--- Teks Pilihan ---

Kamis, 19 September 2019

Yang Tidak Akan Kembali


Dalam berbagai fakta tentang pengasuhan anak, satu hal yang paling 'mengkhawatirkan' bagi saya adalah bahwa masa kecil anak tidak akan kembali. Waktu tidak akan menunggu, apapun alasan kita. Mimpi-mimpi masa muda, eksistensi, dan berbagai kesempatan yang hadir di saat bersamaan ada makhluk kecil yang juga seolah 'meminta segalanya' dari kita, tidak bisa menjadi alasan untuk mengaburkan kenyataan itu. Bahwa kita akan selalu ada di titik di mana kita berujar dengan kaget, "Eh, anak-anak kok tiba-tiba sudah besar, ya!"

Pada masa yang tidak terulang itu pulalah terdapat yang disebut sebagai golden-age. Satu fase perkembangan di mana anak bagaikan spons yang menyerap segala sesuatu, terutama apa-apa yang diteladankan pada mereka. Masa di mana merupakan saat yang paling tepat untuk menanamkan landasan yang kokoh sebagai pondasi yang akan mereka gunakan seumur hidupnya. Dan sekali lagi, masa ini akan terlewat, dan tidak akan kembali.

Saat putera pertama saya, Fayyadh memasuki usia 3 tahunnya, tiba-tiba saya menjadi begitu sering merasa khawatir. Khawatir apakah saya bisa mengisi masa belajar Fayyadh di usia dini dengan cara yang tepat. Khawatir apakah saya tidak akan melewatkan kesempatan untuk menanamkan iman dan adab kepadanya. Khawatir, apakah saya bisa menjadi seorang ibu yang baik baginya?

Hingga kemudian saya tersadar, bahwa sejatinya bukan Fayyadh yang butuh belajar. Tapi justru, saya sebagai ibunyalah yang seharusnya belajar akan banyaaaaak sekali hal baru. Alhamdulillah, Allah menakdirkan saya bertemu dengan orang-orang yang tepat. Kumpulan para ibu pembelajar di mana saya dapat memetik berbagai macam hikmah dan inspirasi. Komunitas itu bernama Homeschooling Muslim Indonesia (HSMI). Di sana, saya juga bertemu dengan wajah-wajah lama yang dahulu saya kenal sama-sama bergiat di dunia dakwah sekolah. Dan mereka sama sekali tidak berubah, bahkan kini, mereka bukan lagi hanya aktivis dakwah remaja yang gesit, tapi juga telah bertransformasi sebagai para ibu shalihah yang menginspirasi. Barakallahu fiihinna.

--- Data Tersedia ---

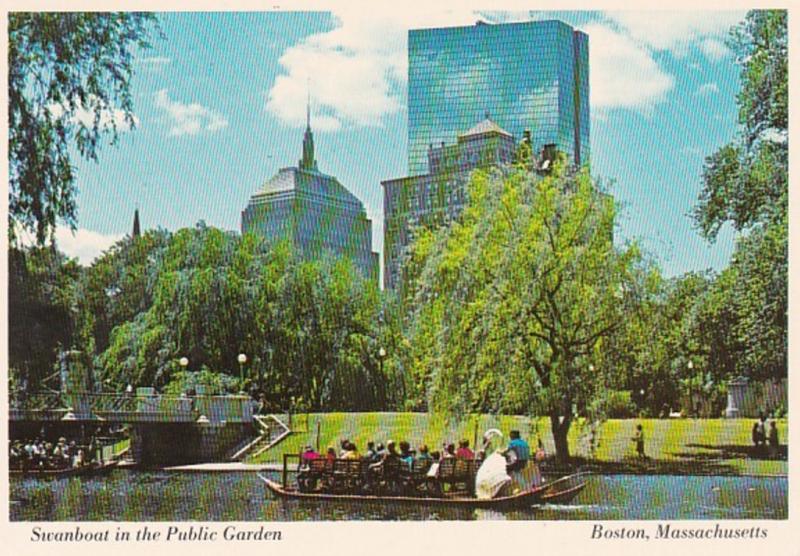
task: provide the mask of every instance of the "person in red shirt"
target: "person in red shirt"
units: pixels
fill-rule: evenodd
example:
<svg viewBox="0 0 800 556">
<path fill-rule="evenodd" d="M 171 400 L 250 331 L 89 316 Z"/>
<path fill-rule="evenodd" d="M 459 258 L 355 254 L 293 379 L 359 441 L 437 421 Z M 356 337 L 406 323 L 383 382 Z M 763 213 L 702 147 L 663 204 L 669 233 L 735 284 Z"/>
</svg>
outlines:
<svg viewBox="0 0 800 556">
<path fill-rule="evenodd" d="M 458 443 L 458 450 L 456 450 L 456 458 L 475 459 L 475 453 L 469 449 L 469 440 L 461 440 Z"/>
</svg>

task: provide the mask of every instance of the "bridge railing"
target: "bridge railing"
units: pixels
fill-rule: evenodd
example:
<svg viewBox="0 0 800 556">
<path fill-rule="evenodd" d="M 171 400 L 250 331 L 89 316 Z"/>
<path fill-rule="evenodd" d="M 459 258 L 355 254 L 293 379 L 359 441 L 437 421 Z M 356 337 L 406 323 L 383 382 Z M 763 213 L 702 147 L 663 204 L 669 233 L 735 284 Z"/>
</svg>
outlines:
<svg viewBox="0 0 800 556">
<path fill-rule="evenodd" d="M 75 392 L 37 393 L 11 407 L 13 419 L 77 419 L 251 422 L 253 401 L 244 395 L 170 396 L 161 394 Z"/>
</svg>

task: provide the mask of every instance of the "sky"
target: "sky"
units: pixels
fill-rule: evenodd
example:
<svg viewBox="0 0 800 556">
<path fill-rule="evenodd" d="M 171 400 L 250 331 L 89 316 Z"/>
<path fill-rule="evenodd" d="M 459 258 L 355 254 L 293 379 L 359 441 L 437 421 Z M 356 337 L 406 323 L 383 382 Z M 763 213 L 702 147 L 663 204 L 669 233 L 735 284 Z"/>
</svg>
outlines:
<svg viewBox="0 0 800 556">
<path fill-rule="evenodd" d="M 302 152 L 306 95 L 319 168 L 364 203 L 383 247 L 380 182 L 407 174 L 408 29 L 561 19 L 589 35 L 591 169 L 667 276 L 724 268 L 735 234 L 702 239 L 689 213 L 705 156 L 733 139 L 739 68 L 725 44 L 744 12 L 169 13 L 140 52 L 136 127 L 78 162 L 78 230 L 59 247 L 88 264 L 142 227 L 240 229 L 250 196 Z M 309 82 L 310 78 L 310 82 Z M 309 85 L 310 83 L 310 85 Z M 106 114 L 116 118 L 120 114 Z"/>
</svg>

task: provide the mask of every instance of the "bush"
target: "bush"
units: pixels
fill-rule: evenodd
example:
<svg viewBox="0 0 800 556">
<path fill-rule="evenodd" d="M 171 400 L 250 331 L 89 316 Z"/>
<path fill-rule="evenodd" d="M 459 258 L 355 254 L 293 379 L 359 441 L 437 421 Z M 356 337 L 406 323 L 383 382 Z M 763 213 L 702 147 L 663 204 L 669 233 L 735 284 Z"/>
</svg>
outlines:
<svg viewBox="0 0 800 556">
<path fill-rule="evenodd" d="M 611 390 L 606 394 L 606 415 L 612 419 L 624 419 L 636 415 L 636 405 L 628 390 Z"/>
<path fill-rule="evenodd" d="M 236 391 L 237 384 L 234 377 L 208 369 L 199 372 L 179 371 L 164 387 L 164 394 L 180 396 L 185 392 L 203 390 L 206 395 L 214 396 Z"/>
</svg>

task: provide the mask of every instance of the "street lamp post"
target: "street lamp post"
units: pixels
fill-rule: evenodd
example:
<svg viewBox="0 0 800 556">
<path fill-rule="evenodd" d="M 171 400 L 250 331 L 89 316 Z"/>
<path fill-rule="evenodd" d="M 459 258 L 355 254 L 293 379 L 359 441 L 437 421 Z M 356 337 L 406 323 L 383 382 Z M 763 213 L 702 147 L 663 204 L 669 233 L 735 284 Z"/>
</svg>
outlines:
<svg viewBox="0 0 800 556">
<path fill-rule="evenodd" d="M 694 363 L 691 359 L 689 359 L 689 362 L 686 364 L 686 368 L 689 369 L 689 403 L 692 404 L 692 415 L 697 417 L 697 406 L 694 402 Z"/>
<path fill-rule="evenodd" d="M 383 348 L 380 348 L 378 350 L 378 363 L 381 366 L 381 376 L 383 376 L 383 360 L 384 359 L 386 359 L 386 350 L 383 349 Z"/>
<path fill-rule="evenodd" d="M 239 356 L 236 358 L 239 362 L 239 388 L 241 390 L 240 393 L 244 394 L 244 364 L 247 363 L 247 356 L 244 353 L 240 353 Z"/>
</svg>

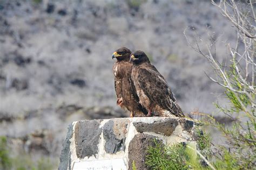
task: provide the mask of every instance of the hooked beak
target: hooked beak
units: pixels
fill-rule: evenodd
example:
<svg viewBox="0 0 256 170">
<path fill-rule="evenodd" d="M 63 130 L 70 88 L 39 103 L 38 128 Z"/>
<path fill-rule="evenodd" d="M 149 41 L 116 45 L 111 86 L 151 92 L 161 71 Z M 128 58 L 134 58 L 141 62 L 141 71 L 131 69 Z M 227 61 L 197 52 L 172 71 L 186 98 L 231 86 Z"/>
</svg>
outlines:
<svg viewBox="0 0 256 170">
<path fill-rule="evenodd" d="M 116 51 L 112 55 L 112 59 L 113 60 L 114 58 L 118 58 L 120 56 L 122 56 L 122 55 L 118 54 L 117 52 Z"/>
<path fill-rule="evenodd" d="M 136 58 L 133 55 L 131 55 L 131 58 L 130 58 L 130 62 L 132 62 L 133 60 L 138 60 L 139 59 Z"/>
</svg>

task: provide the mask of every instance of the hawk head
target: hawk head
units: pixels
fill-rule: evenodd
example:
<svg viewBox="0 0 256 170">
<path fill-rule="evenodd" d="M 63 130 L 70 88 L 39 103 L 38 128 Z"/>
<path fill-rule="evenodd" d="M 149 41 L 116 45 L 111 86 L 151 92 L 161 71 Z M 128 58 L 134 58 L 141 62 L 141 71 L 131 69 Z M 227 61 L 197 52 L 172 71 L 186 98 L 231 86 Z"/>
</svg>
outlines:
<svg viewBox="0 0 256 170">
<path fill-rule="evenodd" d="M 139 65 L 144 62 L 150 63 L 147 56 L 142 51 L 136 51 L 131 54 L 130 61 L 133 64 Z"/>
<path fill-rule="evenodd" d="M 131 51 L 129 49 L 122 47 L 117 49 L 112 55 L 112 59 L 116 58 L 118 61 L 127 60 L 130 59 Z"/>
</svg>

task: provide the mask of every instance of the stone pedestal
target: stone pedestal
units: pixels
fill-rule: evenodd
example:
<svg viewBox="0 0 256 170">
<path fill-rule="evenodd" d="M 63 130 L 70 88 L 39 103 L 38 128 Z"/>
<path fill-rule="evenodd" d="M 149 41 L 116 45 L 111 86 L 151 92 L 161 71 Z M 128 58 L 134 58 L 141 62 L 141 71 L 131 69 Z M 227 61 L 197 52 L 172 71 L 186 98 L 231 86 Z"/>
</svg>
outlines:
<svg viewBox="0 0 256 170">
<path fill-rule="evenodd" d="M 134 117 L 75 122 L 68 128 L 59 169 L 147 168 L 145 155 L 154 140 L 190 142 L 194 123 L 179 118 Z"/>
</svg>

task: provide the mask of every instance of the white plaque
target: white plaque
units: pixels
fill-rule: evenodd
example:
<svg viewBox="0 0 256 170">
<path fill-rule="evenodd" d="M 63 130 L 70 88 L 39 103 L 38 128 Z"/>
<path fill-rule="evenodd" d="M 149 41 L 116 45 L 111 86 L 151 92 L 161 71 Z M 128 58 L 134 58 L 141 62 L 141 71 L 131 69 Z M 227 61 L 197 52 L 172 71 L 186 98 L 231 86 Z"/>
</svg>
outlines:
<svg viewBox="0 0 256 170">
<path fill-rule="evenodd" d="M 72 168 L 72 170 L 125 170 L 126 169 L 126 166 L 122 158 L 76 162 Z"/>
</svg>

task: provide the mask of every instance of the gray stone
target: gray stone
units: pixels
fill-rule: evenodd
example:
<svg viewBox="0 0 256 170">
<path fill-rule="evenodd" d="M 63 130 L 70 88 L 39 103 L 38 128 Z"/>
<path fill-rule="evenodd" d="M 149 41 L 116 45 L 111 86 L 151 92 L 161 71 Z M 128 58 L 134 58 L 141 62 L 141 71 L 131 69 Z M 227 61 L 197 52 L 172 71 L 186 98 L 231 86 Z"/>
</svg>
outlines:
<svg viewBox="0 0 256 170">
<path fill-rule="evenodd" d="M 62 145 L 62 150 L 59 159 L 60 163 L 58 169 L 71 169 L 71 158 L 70 158 L 70 139 L 73 136 L 73 126 L 72 124 L 68 128 L 68 133 L 66 138 Z"/>
<path fill-rule="evenodd" d="M 157 143 L 163 143 L 156 137 L 145 133 L 136 134 L 131 140 L 128 152 L 129 169 L 132 169 L 132 163 L 134 162 L 137 169 L 149 169 L 146 165 L 146 156 L 147 149 L 150 146 L 156 146 L 154 140 Z"/>
<path fill-rule="evenodd" d="M 83 159 L 98 153 L 98 144 L 102 128 L 99 128 L 102 120 L 78 122 L 75 128 L 75 141 L 78 158 Z"/>
<path fill-rule="evenodd" d="M 163 121 L 157 121 L 153 123 L 142 122 L 133 122 L 133 125 L 138 132 L 152 132 L 169 136 L 172 134 L 178 125 L 178 121 L 176 119 L 169 118 Z"/>
<path fill-rule="evenodd" d="M 103 127 L 103 137 L 105 140 L 105 150 L 108 153 L 124 151 L 128 119 L 116 119 L 106 123 Z"/>
</svg>

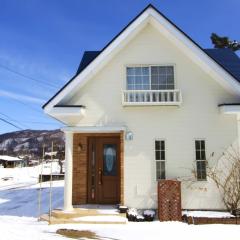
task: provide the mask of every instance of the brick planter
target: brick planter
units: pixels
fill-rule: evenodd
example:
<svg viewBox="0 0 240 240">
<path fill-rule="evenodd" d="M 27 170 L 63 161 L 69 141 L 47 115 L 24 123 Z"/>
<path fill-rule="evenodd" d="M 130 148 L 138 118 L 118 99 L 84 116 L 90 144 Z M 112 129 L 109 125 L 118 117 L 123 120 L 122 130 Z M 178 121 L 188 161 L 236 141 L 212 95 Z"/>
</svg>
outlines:
<svg viewBox="0 0 240 240">
<path fill-rule="evenodd" d="M 188 224 L 240 224 L 240 218 L 206 218 L 206 217 L 187 217 L 183 216 L 183 221 Z"/>
<path fill-rule="evenodd" d="M 182 221 L 181 182 L 158 182 L 158 218 L 160 221 Z"/>
</svg>

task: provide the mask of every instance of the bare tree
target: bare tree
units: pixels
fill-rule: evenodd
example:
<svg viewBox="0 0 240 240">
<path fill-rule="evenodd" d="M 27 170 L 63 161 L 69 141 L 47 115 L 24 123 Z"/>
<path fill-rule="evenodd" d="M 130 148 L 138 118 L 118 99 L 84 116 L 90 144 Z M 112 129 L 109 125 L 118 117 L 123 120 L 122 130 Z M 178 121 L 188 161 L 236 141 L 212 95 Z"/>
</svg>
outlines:
<svg viewBox="0 0 240 240">
<path fill-rule="evenodd" d="M 214 153 L 211 154 L 210 159 Z M 210 160 L 209 159 L 209 160 Z M 240 207 L 240 154 L 231 146 L 214 166 L 207 161 L 207 176 L 219 189 L 226 208 L 233 212 Z"/>
</svg>

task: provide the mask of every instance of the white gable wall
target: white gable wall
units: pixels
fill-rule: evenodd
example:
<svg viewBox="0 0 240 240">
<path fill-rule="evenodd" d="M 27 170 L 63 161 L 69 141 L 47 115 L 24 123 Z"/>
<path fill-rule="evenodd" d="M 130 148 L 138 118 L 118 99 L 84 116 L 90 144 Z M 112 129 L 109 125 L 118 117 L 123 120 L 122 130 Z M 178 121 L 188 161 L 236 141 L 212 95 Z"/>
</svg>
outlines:
<svg viewBox="0 0 240 240">
<path fill-rule="evenodd" d="M 183 104 L 123 107 L 126 66 L 132 64 L 174 64 Z M 156 206 L 157 193 L 154 140 L 166 141 L 167 178 L 191 176 L 195 139 L 205 139 L 207 155 L 215 152 L 215 156 L 237 139 L 236 118 L 220 114 L 217 105 L 238 100 L 148 25 L 68 104 L 86 105 L 79 126 L 126 125 L 133 132 L 133 141 L 124 146 L 125 204 L 149 208 Z M 223 208 L 218 191 L 209 182 L 185 185 L 183 208 Z"/>
</svg>

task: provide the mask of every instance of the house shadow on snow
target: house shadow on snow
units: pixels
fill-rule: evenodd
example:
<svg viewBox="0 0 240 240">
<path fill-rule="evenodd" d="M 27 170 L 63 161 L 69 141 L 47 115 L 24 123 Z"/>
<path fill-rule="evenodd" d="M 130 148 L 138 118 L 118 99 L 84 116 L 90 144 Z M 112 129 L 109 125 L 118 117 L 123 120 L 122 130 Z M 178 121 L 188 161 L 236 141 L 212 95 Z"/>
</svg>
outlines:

---

--- Petunjuk Tugas 1 ---
Salin dari teks pilihan tentang pengasuhan anak semuanya mulai "Pada masa yang" sampai "dan tidak akan kembali." tanpa mengubah apa pun.
--- Petunjuk Tugas 2 ---
Ubah menjadi daftar string JSON, satu string per baris dan tanpa baris kosong, semua baris dalam kumpulan entri mulai dari baris yang memuat "task: provide the mask of every instance of the house" sampai akhir kumpulan entri.

--- Jawaban Soal 1 ---
Pada masa yang tidak terulang itu pulalah terdapat yang disebut sebagai golden-age. Satu fase perkembangan di mana anak bagaikan spons yang menyerap segala sesuatu, terutama apa-apa yang diteladankan pada mereka. Masa di mana merupakan saat yang paling tepat untuk menanamkan landasan yang kokoh sebagai pondasi yang akan mereka gunakan seumur hidupnya. Dan sekali lagi, masa ini akan terlewat, dan tidak akan kembali.

--- Jawaban Soal 2 ---
[
  "task: provide the mask of every instance of the house shadow on snow",
  "target: house shadow on snow",
  "units: pixels",
  "fill-rule: evenodd",
  "example:",
  "<svg viewBox=\"0 0 240 240\">",
  "<path fill-rule=\"evenodd\" d=\"M 27 170 L 63 161 L 69 141 L 47 115 L 24 123 Z\"/>",
  "<path fill-rule=\"evenodd\" d=\"M 130 148 L 138 118 L 118 99 L 84 116 L 90 144 Z M 112 129 L 109 125 L 118 117 L 123 120 L 122 130 Z M 178 121 L 188 161 L 236 141 L 212 95 Z\"/>",
  "</svg>",
  "outlines:"
]